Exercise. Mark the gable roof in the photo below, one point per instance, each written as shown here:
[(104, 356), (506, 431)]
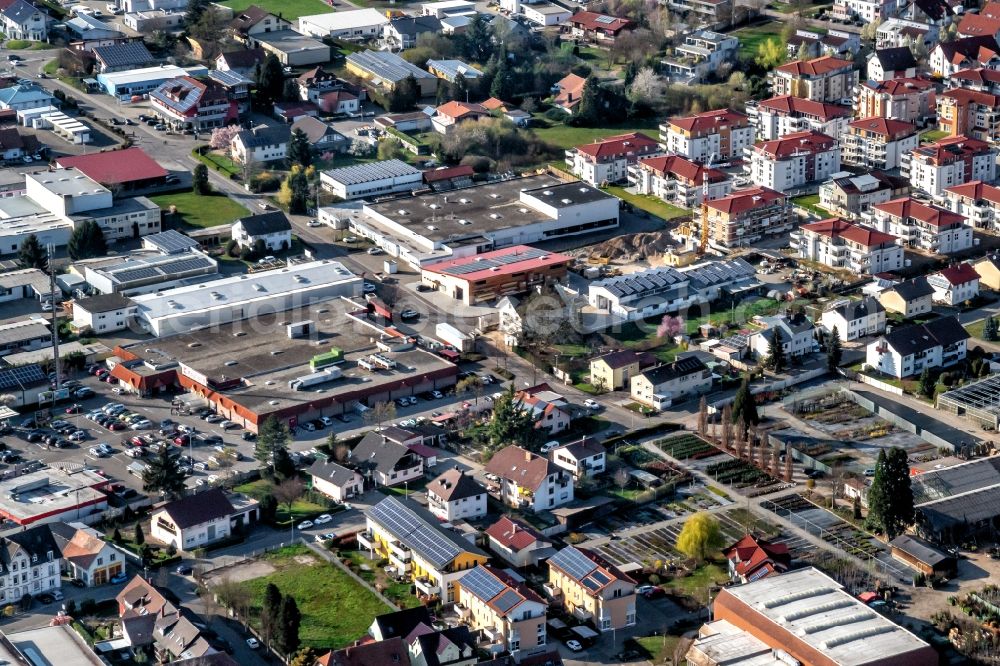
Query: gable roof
[(913, 339), (265, 223), (199, 508)]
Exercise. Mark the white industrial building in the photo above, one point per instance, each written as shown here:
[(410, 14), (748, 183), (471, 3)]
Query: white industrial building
[(355, 25), (238, 297), (432, 227), (372, 179)]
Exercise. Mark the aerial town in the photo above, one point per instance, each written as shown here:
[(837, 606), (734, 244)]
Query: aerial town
[(499, 332)]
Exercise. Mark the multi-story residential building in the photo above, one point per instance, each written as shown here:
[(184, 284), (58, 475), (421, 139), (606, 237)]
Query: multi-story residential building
[(679, 180), (794, 160), (923, 226), (797, 335), (869, 11), (506, 610), (967, 53), (977, 202), (608, 160), (848, 196), (839, 244), (701, 53), (419, 547), (934, 167), (778, 116), (746, 216), (878, 143), (528, 480), (972, 113), (909, 100), (980, 78), (187, 103), (907, 350), (455, 495), (855, 319), (891, 63), (713, 136), (590, 588), (910, 298), (824, 79), (954, 285)]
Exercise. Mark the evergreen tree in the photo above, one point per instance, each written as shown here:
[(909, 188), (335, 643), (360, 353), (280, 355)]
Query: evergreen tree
[(87, 241), (163, 474), (775, 353), (31, 254), (834, 351), (199, 180), (745, 407), (299, 150), (890, 498), (273, 434), (270, 81), (289, 619), (927, 383)]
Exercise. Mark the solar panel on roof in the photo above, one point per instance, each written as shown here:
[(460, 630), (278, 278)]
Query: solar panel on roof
[(482, 583)]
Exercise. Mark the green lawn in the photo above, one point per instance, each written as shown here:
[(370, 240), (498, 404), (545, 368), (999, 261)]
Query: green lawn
[(650, 204), (565, 136), (811, 203), (196, 210), (335, 610), (751, 36), (288, 9)]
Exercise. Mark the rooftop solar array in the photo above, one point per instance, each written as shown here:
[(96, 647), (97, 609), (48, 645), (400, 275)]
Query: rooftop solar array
[(418, 533), (22, 376), (484, 263)]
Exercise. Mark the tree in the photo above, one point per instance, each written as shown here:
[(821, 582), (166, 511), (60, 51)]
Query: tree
[(834, 351), (289, 619), (270, 81), (272, 435), (890, 498), (87, 241), (926, 387), (745, 407), (199, 180), (775, 359), (511, 423), (31, 254), (270, 609), (700, 537), (163, 474), (299, 150)]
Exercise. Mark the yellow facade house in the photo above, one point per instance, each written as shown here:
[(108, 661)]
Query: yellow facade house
[(418, 547)]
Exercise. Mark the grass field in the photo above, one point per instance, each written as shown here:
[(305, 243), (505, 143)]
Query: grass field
[(652, 205), (288, 9), (335, 610), (196, 210), (751, 36)]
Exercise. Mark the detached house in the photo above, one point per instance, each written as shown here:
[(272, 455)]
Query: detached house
[(590, 588), (909, 298), (455, 495), (517, 543), (609, 160), (528, 480), (855, 319), (662, 385), (507, 611), (906, 351), (954, 285), (272, 229)]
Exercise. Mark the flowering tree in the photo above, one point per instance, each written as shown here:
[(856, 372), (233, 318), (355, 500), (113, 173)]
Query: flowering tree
[(222, 137)]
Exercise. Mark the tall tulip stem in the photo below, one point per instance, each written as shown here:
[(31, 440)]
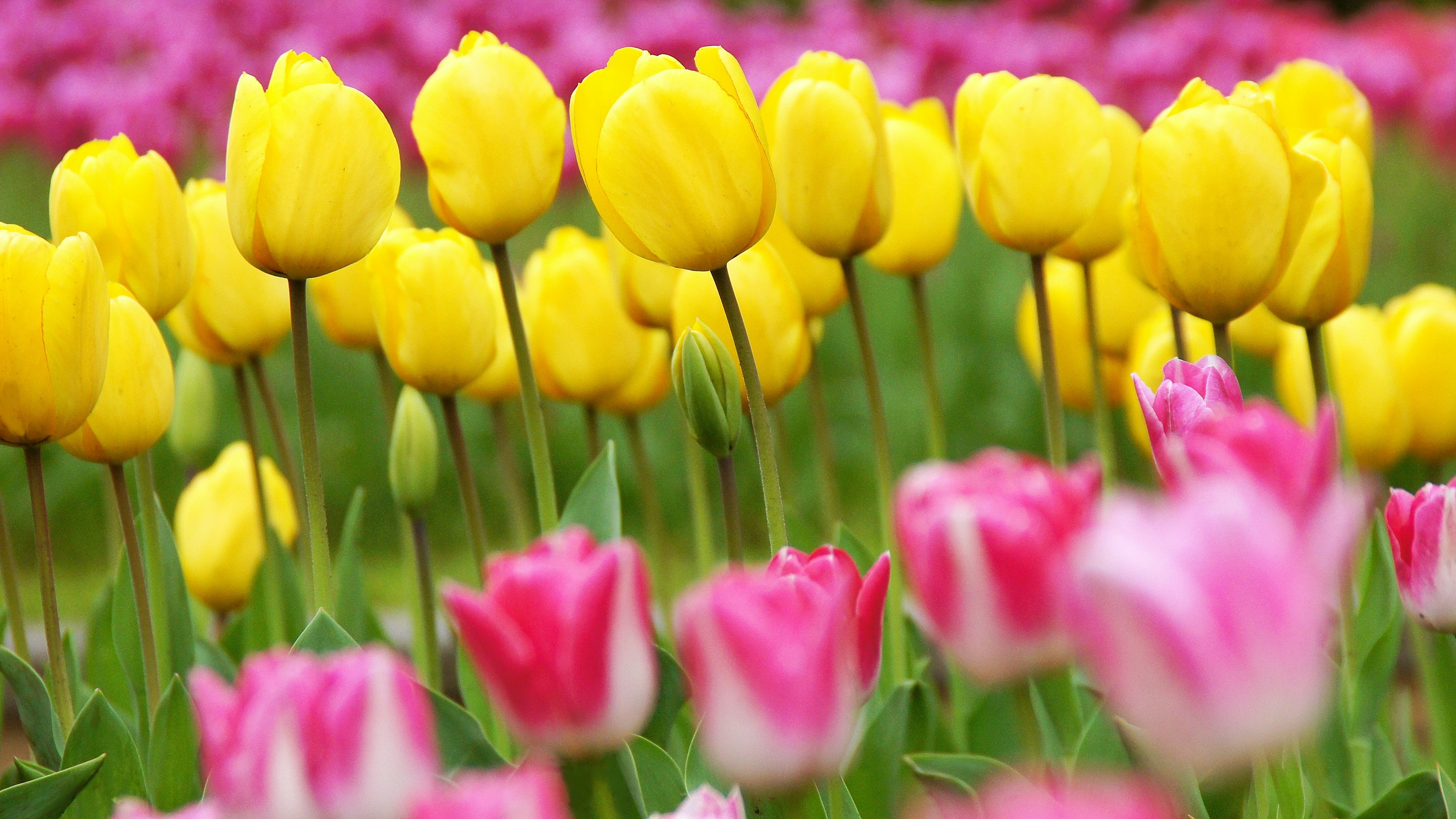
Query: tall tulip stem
[(884, 473), (314, 511), (758, 413), (1050, 387), (60, 682), (139, 588), (530, 397), (469, 497)]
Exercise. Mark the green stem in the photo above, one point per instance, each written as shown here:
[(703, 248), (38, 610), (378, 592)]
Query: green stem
[(314, 511), (934, 416), (60, 682), (897, 665), (139, 588), (530, 397), (1050, 387), (1103, 414), (469, 497), (758, 413)]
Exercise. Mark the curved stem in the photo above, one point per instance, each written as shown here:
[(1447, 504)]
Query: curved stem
[(50, 613), (758, 413), (530, 397), (897, 664), (309, 438)]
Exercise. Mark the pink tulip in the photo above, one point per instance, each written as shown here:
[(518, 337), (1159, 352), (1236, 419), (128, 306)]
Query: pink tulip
[(1423, 543), (563, 640), (778, 661), (346, 736), (1206, 615), (988, 546), (530, 792)]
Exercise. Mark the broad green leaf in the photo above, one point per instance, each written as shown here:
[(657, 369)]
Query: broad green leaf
[(596, 503)]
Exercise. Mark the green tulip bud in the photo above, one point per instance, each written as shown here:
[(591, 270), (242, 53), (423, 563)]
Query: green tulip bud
[(705, 380), (414, 452)]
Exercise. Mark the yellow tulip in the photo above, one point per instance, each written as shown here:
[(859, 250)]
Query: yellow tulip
[(433, 305), (135, 407), (1333, 257), (1104, 232), (234, 309), (344, 299), (772, 314), (830, 155), (312, 169), (1222, 202), (1034, 155), (55, 320), (1372, 410), (1311, 97), (493, 135), (583, 344), (219, 535), (927, 215), (1421, 330), (133, 209), (675, 161)]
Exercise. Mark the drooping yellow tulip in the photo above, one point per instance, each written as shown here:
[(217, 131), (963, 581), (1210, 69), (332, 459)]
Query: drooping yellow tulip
[(1222, 202), (344, 299), (583, 344), (1421, 330), (433, 305), (676, 161), (928, 193), (55, 328), (493, 135), (219, 535), (133, 209), (1376, 423), (1034, 157), (135, 407), (312, 169), (830, 155), (772, 315)]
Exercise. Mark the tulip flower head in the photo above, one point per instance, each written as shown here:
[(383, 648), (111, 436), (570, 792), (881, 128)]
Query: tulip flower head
[(563, 642), (312, 169), (780, 661), (133, 209), (988, 547), (676, 161), (299, 736)]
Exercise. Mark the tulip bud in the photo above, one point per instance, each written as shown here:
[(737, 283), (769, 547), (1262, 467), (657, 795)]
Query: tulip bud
[(55, 318), (194, 413), (705, 385), (312, 169), (1423, 538), (675, 161), (133, 209), (563, 642), (1036, 158), (780, 661), (988, 546), (414, 452), (493, 136), (220, 540), (344, 736), (136, 399)]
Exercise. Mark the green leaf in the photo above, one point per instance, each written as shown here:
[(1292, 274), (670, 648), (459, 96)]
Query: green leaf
[(49, 796), (100, 731), (173, 760), (37, 716), (596, 503), (324, 636)]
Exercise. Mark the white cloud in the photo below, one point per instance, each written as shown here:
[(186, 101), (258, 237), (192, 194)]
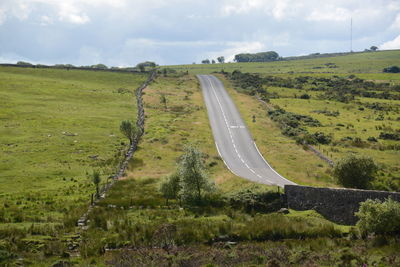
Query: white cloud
[(329, 14), (393, 44), (396, 23), (45, 20), (71, 13), (2, 16)]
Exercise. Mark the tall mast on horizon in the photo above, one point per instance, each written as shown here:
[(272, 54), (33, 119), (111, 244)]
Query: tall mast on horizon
[(351, 34)]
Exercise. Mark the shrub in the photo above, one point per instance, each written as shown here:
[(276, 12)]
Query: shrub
[(389, 136), (170, 187), (355, 171), (379, 217), (305, 96), (321, 138), (193, 177), (255, 199), (392, 69)]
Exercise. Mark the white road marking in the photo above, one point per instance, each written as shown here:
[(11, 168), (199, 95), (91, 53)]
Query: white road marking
[(224, 160), (270, 165), (233, 142)]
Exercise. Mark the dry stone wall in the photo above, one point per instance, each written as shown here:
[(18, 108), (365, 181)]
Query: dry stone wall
[(124, 164), (335, 204)]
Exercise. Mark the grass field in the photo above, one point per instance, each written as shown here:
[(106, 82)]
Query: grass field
[(367, 62), (364, 124), (56, 126), (169, 128)]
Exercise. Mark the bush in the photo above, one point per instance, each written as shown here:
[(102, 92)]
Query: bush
[(389, 136), (255, 199), (355, 171), (379, 217), (170, 187), (305, 96), (392, 69)]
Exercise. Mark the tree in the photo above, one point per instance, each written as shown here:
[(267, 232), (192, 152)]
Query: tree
[(24, 63), (170, 187), (163, 100), (129, 130), (99, 66), (379, 217), (96, 181), (392, 69), (257, 57), (355, 171), (194, 180), (141, 67)]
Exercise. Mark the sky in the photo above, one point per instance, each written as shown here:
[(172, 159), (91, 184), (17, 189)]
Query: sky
[(126, 32)]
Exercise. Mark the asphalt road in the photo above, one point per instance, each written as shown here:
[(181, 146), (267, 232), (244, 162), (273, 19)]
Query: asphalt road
[(232, 138)]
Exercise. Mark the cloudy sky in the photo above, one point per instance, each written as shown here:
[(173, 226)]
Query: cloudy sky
[(125, 32)]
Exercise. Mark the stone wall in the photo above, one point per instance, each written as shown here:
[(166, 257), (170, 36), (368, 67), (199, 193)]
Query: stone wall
[(335, 204), (124, 164)]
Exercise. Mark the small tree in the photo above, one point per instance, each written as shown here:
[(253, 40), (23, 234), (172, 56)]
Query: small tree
[(170, 187), (373, 48), (141, 67), (355, 171), (129, 130), (379, 217), (163, 100), (194, 180), (96, 181)]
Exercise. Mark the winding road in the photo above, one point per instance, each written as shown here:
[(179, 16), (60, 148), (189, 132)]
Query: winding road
[(232, 138)]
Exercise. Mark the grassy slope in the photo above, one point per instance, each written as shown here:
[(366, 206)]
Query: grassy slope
[(355, 63), (287, 158), (39, 162), (291, 163), (167, 130)]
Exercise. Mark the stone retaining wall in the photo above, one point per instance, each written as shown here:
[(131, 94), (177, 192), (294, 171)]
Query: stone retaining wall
[(335, 204)]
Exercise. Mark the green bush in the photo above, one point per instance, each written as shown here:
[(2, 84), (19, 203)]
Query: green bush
[(355, 171), (380, 217)]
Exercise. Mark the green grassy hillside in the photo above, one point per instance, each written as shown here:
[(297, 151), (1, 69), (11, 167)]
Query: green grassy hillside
+ + + + +
Directive
Can you write out the rows again, from the line containing "Exercise. Mark the stone retaining" through the line containing "[(335, 204)]", inclusive, with "stone" switched to "brick" and nothing else changed? Give only those lines.

Written answer
Exercise. Mark the brick retaining wall in the photo above, one point per instance, each written as shown here:
[(131, 94), (177, 192), (294, 171)]
Query: brick retaining wall
[(335, 204)]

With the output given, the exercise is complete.